# Extract Sentences from Wikipedia
+ This notebook is used for collecting sentences that tell relationship between two entities from wikipedia using some dependency path pattern
+ **This notebook is fully valid under Owl3 machine (using the /scratch/data/wikipedia/full_text-2021-03-20 data)**

In [1]:
import re
from bs4 import BeautifulSoup
import pandas as pd
import sys
import wikipedia
import os
import pickle
from wikipedia2vec import Wikipedia2Vec
from collections import Counter
import bz2
from sklearn.metrics.pairwise import cosine_similarity
import numpy as np
import networkx as nx
import matplotlib.pyplot as plt
import csv
import tqdm

sys.path.append('..')

from tools.BasicUtils import my_read, my_write
from tools.TextProcessing import (
                normalize_text, remove_brackets, my_sentence_tokenize, build_word_tree_v2, 
                my_sentence_tokenize, filter_specific_keywords, find_dependency_path_from_tree, find_span, nlp, 
                sent_lemmatize, exact_match
                )

from extract_wiki import (
    wikipedia_entity_file, wikipedia_entity_norm_file, 
    wikipedia_keyword_file, wikipedia_token_file, wikipedia_wordtree_file, 
    save_path, entity_occur_file, graph_file, 
    w2vec_dump_file, w2vec_keyword_file, w2vec_entity_file, w2vec_wordtree_file, w2vec_token_file, 
    w2vec_keyword2idx_file, 
    test_path, path_test_file, 
    path_pattern_count_file, 
    save_sub_folders, wiki_sub_folders, 
    wiki_files, save_sent_files, save_cooccur_files, save_selected_files, save_title_files, save_cooccur__files, 
    p, patterns, 
    collect_wiki_entity, note2line, line2note, process_file, filter_path_from_df, 
    feature_columns, feature_process, gen_pattern, gen_kw_from_wiki_ent, get_sentence
)

# Generate the save dir
if not os.path.exists(save_path):
    os.mkdir(save_path)

if not os.path.exists(test_path):
    os.mkdir(test_path)

for save_dir in save_sub_folders:
    if not os.path.exists(save_dir):
        os.mkdir(save_dir)

# Get all files under wikipedia/full_text-2021-03-20

print('wiki sub folder example:', wiki_sub_folders[0])
print('save sub folder example:', save_sub_folders[0])
print('wiki file example:', wiki_files[0])

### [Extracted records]
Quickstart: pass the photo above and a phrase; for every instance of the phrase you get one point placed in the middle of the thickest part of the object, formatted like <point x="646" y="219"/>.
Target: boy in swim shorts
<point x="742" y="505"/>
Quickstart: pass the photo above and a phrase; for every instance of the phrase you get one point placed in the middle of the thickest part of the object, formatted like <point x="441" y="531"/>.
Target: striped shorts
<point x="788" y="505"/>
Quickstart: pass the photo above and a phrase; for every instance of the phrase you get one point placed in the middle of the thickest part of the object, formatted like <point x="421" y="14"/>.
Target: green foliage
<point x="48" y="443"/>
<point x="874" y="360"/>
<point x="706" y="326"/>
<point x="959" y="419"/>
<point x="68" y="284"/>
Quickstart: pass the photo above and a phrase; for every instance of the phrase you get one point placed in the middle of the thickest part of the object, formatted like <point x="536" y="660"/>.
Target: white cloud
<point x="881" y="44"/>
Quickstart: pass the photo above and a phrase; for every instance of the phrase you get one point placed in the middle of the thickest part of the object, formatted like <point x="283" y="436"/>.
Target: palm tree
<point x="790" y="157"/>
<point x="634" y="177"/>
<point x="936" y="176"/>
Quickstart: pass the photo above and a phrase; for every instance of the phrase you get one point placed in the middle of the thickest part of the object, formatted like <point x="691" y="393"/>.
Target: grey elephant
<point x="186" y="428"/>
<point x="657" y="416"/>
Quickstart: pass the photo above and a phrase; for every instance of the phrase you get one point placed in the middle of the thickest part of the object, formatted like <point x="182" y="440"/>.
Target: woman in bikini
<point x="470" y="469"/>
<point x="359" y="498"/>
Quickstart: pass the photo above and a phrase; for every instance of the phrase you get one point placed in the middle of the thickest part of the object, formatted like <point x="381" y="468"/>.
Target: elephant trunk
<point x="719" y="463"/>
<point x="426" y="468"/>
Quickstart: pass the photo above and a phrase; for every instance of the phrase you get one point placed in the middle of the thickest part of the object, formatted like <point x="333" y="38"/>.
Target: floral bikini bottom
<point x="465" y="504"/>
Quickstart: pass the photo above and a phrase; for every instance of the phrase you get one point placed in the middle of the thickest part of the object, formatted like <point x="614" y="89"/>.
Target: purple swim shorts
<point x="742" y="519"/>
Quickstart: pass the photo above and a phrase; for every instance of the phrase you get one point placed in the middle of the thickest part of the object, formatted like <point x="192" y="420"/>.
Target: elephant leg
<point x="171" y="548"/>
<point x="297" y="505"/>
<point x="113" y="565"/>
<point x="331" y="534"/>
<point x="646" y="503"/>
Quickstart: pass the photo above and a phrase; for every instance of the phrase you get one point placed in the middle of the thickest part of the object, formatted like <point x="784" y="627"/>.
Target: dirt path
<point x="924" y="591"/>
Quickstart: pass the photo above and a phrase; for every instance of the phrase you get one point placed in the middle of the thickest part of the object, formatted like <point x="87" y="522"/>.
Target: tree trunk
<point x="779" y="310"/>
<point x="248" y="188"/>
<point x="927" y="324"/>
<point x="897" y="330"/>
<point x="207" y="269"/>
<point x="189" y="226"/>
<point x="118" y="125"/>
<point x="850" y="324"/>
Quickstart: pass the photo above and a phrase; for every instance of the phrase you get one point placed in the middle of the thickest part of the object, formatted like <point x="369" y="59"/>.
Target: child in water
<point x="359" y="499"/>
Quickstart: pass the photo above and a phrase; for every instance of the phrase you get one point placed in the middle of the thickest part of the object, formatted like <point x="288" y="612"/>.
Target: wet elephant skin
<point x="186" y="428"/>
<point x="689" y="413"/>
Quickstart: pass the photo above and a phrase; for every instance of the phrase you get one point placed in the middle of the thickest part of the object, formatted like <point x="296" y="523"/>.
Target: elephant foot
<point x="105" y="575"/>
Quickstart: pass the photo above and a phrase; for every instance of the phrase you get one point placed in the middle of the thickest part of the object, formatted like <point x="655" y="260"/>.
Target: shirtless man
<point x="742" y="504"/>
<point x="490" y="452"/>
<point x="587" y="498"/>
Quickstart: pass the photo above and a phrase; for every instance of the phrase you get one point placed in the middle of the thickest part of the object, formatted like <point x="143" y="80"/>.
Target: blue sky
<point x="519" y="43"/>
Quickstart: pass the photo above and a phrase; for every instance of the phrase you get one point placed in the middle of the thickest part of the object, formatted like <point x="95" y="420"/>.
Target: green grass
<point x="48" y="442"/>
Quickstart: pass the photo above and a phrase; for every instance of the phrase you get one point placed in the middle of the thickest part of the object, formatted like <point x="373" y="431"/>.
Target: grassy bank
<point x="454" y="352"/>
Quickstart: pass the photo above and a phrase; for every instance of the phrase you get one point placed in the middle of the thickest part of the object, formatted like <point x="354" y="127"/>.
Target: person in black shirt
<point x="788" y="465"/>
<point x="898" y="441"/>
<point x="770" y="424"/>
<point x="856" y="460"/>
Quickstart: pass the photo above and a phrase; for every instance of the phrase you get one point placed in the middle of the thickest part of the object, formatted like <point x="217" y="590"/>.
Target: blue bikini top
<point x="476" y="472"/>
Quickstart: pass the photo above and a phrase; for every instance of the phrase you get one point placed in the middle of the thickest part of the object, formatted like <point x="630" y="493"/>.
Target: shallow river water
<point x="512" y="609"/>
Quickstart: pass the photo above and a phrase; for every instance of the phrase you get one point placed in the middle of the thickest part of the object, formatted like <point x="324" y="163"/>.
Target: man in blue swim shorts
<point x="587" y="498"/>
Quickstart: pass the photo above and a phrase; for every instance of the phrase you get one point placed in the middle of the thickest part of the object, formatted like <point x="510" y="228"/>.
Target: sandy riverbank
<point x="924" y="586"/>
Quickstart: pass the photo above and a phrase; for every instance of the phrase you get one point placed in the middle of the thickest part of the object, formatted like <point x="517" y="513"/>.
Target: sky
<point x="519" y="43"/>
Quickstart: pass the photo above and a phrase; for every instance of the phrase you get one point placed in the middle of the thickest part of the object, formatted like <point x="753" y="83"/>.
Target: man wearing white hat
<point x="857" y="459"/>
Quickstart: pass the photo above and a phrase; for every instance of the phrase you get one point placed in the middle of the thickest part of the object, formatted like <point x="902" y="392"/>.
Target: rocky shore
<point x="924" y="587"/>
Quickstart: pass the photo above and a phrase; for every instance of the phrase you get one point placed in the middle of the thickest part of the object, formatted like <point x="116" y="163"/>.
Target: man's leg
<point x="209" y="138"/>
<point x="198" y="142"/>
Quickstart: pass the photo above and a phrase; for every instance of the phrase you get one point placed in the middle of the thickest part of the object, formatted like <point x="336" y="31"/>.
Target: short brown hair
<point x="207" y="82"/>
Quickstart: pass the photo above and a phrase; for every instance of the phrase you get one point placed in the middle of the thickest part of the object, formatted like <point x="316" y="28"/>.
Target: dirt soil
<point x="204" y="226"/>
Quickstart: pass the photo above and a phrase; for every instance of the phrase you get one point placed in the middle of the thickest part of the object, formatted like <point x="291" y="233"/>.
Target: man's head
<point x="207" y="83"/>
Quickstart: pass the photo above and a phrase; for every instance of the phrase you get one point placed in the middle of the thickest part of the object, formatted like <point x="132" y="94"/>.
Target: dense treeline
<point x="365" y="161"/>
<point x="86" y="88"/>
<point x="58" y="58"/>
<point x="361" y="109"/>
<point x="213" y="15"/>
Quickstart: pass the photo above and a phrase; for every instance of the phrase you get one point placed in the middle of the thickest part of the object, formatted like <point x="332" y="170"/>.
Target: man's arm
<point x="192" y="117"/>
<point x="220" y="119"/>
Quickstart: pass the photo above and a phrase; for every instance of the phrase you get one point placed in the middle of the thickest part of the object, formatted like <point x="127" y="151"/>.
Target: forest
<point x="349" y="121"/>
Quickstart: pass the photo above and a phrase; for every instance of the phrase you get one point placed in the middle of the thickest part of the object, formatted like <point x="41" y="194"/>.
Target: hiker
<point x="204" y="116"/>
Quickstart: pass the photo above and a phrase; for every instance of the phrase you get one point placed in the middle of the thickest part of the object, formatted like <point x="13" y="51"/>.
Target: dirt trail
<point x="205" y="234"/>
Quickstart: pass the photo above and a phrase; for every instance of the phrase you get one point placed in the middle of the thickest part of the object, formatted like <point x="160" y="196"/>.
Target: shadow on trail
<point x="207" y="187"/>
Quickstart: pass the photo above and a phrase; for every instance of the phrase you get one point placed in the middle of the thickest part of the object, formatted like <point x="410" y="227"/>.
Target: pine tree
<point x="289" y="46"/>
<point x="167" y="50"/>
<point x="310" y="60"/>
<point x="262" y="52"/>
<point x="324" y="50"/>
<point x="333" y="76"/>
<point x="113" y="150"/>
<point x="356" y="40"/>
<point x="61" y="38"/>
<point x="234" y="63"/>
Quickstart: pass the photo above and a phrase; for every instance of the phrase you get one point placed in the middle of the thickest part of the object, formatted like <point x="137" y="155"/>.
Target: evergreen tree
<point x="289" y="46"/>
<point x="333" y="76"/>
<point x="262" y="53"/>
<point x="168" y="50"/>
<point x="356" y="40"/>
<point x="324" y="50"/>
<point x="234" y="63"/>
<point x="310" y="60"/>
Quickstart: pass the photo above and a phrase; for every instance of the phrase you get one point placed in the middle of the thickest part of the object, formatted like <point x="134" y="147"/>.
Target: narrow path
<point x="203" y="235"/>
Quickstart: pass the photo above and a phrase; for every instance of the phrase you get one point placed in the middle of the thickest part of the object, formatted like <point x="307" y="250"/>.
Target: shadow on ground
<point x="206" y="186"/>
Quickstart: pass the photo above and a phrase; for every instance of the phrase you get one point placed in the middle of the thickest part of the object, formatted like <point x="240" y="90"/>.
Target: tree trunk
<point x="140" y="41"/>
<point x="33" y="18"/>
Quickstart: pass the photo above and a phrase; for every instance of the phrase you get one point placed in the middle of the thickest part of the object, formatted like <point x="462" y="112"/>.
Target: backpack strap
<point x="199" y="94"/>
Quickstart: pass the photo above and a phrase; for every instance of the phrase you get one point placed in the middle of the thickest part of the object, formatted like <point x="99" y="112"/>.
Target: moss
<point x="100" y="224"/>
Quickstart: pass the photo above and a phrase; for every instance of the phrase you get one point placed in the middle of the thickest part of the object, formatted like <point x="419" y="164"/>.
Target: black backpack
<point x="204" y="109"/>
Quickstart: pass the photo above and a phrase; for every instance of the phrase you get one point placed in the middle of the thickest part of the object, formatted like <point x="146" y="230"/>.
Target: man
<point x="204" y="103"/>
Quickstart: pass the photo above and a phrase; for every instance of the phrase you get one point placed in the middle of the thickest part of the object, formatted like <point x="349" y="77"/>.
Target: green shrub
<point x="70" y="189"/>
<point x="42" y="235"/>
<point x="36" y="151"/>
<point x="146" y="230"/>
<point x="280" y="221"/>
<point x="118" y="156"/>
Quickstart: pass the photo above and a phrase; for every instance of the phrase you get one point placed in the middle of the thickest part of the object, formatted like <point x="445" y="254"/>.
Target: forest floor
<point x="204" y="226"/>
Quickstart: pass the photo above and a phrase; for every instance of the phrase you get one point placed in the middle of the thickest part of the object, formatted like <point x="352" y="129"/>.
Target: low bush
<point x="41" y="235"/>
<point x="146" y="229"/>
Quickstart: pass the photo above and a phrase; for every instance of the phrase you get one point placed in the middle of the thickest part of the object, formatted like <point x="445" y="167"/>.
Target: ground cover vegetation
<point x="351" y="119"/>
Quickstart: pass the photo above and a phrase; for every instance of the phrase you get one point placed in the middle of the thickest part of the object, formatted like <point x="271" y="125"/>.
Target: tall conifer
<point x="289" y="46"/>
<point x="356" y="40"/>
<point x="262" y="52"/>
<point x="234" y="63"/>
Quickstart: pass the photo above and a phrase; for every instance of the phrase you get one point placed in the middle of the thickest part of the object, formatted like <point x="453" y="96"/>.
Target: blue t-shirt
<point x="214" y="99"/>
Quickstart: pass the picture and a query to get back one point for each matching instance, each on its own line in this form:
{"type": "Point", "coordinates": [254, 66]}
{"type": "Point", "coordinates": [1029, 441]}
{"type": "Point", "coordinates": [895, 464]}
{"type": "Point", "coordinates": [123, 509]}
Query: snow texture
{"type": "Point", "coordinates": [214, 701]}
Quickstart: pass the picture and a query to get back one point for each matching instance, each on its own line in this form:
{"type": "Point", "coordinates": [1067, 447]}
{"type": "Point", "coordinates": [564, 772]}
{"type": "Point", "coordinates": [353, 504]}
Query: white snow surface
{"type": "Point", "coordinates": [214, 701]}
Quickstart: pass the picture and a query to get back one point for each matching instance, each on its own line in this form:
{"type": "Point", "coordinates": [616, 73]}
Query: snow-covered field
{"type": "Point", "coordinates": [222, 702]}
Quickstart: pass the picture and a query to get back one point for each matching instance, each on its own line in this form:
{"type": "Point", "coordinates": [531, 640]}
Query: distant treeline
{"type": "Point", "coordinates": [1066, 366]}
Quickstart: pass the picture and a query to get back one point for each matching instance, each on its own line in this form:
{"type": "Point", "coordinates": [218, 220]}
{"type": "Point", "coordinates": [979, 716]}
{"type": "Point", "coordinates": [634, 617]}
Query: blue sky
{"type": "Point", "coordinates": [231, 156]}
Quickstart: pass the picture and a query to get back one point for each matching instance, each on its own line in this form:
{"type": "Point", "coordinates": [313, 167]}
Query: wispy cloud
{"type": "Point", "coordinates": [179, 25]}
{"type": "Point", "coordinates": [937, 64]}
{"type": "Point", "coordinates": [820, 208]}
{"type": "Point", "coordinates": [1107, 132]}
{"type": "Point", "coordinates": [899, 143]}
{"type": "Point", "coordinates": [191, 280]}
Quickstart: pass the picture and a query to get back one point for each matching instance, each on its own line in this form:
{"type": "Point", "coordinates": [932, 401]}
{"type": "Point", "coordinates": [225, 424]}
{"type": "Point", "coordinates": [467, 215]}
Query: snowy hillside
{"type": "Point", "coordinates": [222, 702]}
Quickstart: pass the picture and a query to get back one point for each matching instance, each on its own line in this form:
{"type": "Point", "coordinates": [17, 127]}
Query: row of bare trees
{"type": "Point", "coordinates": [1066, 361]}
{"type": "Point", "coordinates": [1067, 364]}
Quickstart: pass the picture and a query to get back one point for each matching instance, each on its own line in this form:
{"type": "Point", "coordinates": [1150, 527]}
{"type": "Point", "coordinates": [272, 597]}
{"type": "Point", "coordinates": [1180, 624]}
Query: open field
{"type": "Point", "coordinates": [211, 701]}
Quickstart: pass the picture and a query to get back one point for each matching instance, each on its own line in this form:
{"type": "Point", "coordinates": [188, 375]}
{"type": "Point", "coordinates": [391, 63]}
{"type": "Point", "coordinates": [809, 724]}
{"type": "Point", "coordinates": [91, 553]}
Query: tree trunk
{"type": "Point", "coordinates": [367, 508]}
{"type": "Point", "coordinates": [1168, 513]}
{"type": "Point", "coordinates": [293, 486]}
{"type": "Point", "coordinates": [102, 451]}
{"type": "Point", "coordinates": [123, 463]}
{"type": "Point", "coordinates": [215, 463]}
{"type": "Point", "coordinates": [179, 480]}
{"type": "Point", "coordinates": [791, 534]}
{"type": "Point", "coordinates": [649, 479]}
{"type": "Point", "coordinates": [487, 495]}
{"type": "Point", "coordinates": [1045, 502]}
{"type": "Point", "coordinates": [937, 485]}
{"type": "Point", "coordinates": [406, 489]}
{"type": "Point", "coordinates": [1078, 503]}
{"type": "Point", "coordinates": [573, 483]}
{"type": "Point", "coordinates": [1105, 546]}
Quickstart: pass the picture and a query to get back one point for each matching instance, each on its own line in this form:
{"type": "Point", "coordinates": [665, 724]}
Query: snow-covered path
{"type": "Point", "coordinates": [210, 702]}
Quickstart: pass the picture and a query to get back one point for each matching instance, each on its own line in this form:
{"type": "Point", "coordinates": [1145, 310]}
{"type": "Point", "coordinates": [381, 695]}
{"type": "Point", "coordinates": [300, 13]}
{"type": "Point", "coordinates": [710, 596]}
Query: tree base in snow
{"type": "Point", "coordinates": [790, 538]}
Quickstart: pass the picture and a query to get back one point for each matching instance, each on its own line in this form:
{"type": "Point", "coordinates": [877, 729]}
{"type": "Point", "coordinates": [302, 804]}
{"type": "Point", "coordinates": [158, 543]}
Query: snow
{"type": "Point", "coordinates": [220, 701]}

### [What you will do]
1/ In the Wikipedia sentence-extraction notebook, what does the code under the comment "# Generate the save dir" do? Answer in one to three sentences.
2/ What comes next in the Wikipedia sentence-extraction notebook? Continue it from its last line.

### [Expected responses]
1/ It creates the directories at save_path and test_path, then loops through save_sub_folders and creates each one. Each directory is made with os.mkdir only if os.path.exists shows it is not already there.

2/
print('save sentence file example:', save_sent_files[0])
print('save cooccur file example:', save_cooccur_files[0])
print('save selected sentence file example:', save_selected_files[0])

wiki sub folder example: ../../data/wikipedia/full_text-2021-03-20/BE
save sub folder example: data/extract_wiki/wiki_sent_collect/BE
wiki file example: ../../data/wikipedia/full_text-2021-03-20/BE/wiki_00
save sentence file example: data/extract_wiki/wiki_sent_collect/BE/wiki_00.dat
save cooccur file example: data/extract_wiki/wiki_sent_collect/BE/wiki_00_co.dat
save selected sentence file example: data/extract_wiki/wiki_sent_collect/BE/wiki_00_se.dat


## [Preparation] Collect sentences from wikipedia and select good sentences by path

In [8]:
# [Load] wikipedia2vec
with bz2.open(w2vec_dump_file) as f_in:
    w2vec = Wikipedia2Vec.load(f_in)

  return next(self.gen)


In [None]:
# [Test] wikipedia2vec

# Find similar words or entities
# ent1 = 'Python (programming language)'
# w2vec.most_similar_by_vector(w2vec.get_entity_vector(ent1), 20)

# Get similarity between two entities
# ent1 = 'Data mining'
# ent2 = 'Database system'
# cosine_similarity(w2vec.get_entity_vector(ent1).reshape(1, -1), w2vec.get_entity_vector(ent2).reshape(1, -1))

# Check the entity count and document count
ent1 = 'Hidden Markov model'
e = w2vec.get_entity(ent1)
print(e.count)
print(e.doc_count)

In [None]:
# [Create] my_mention_dict, mapping keyword mention to wikipedia2vec entities
w2vec_entity = [w for w in w2vec.dictionary.entities() if w.count >= 20 and ' '.join(w.title.split()) == w.title]
w2vec_entity_title = [w.title for w in w2vec_entity]
my_write(w2vec_entity_file, w2vec_entity_title)
my_mention_dict = {}
for ent in w2vec_entity:
    kw = gen_kw_from_wiki_ent(ent.title)
    if kw not in my_mention_dict:
        my_mention_dict[kw] = [ent.index]
    else:
        my_mention_dict[kw].append(ent.index)
w2vec_kws = filter_specific_keywords(list(my_mention_dict.keys()))
my_write(w2vec_keyword_file, w2vec_kws)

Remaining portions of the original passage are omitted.